Automated Contrastive Learning Strategy Search for Time Series
- URL: http://arxiv.org/abs/2403.12641v1
- Date: Tue, 19 Mar 2024 11:24:14 GMT
- Title: Automated Contrastive Learning Strategy Search for Time Series
- Authors: Baoyu Jing, Yansen Wang, Guoxin Sui, Jing Hong, Jingrui He, Yuqing Yang, Dongsheng Li, Kan Ren,
- Abstract summary: Contrastive Learning (CL) has become a predominant representation learning paradigm for time series.
We present an Automated Machine Learning (AutoML) practice at Microsoft, which automatically learns to contrast learn representations for various time series datasets.

(Natural-language object grounding data)
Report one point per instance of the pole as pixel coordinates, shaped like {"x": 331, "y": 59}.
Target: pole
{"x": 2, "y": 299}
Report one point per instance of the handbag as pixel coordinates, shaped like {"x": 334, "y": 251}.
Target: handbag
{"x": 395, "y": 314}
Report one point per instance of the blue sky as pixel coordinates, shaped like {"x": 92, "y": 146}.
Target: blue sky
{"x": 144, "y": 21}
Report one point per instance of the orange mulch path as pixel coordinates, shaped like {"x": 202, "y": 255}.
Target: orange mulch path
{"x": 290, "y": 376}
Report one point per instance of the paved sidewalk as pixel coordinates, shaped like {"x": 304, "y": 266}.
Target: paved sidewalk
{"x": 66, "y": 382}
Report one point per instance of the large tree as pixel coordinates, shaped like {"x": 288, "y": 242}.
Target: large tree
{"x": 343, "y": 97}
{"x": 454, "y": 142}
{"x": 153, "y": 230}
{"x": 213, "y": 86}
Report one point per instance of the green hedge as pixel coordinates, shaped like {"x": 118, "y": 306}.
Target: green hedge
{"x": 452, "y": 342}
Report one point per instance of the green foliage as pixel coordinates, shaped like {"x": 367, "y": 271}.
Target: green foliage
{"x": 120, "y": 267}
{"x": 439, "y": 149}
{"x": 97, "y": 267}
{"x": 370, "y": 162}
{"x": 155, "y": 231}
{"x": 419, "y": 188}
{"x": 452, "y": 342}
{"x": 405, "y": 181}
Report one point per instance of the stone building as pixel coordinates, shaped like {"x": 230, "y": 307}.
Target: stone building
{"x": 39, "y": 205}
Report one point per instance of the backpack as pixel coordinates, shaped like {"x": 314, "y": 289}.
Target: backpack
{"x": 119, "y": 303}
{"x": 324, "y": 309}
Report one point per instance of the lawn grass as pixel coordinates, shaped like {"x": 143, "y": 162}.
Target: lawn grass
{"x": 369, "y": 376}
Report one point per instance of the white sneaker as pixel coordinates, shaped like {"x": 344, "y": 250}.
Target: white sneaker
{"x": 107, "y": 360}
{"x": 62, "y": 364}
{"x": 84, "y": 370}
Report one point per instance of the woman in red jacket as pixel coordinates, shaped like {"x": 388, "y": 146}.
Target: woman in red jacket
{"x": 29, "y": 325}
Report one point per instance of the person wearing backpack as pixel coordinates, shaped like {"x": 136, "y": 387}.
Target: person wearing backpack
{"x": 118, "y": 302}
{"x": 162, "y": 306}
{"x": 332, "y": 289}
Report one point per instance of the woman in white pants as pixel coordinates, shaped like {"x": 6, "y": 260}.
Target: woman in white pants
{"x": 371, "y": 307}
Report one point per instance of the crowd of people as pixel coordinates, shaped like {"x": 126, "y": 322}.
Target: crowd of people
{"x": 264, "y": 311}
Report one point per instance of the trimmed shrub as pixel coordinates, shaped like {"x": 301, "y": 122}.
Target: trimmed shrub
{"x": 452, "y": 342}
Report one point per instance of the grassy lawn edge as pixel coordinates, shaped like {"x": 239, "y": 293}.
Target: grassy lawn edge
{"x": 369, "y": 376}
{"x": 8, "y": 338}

■ **Exercise prompt**: Copy the contrastive learning summary from "We present an" to "time series datasets." word for word.

■ **Written response**:
We present an Automated Machine Learning (AutoML) practice at Microsoft, which automatically learns to contrast learn representations for various time series datasets.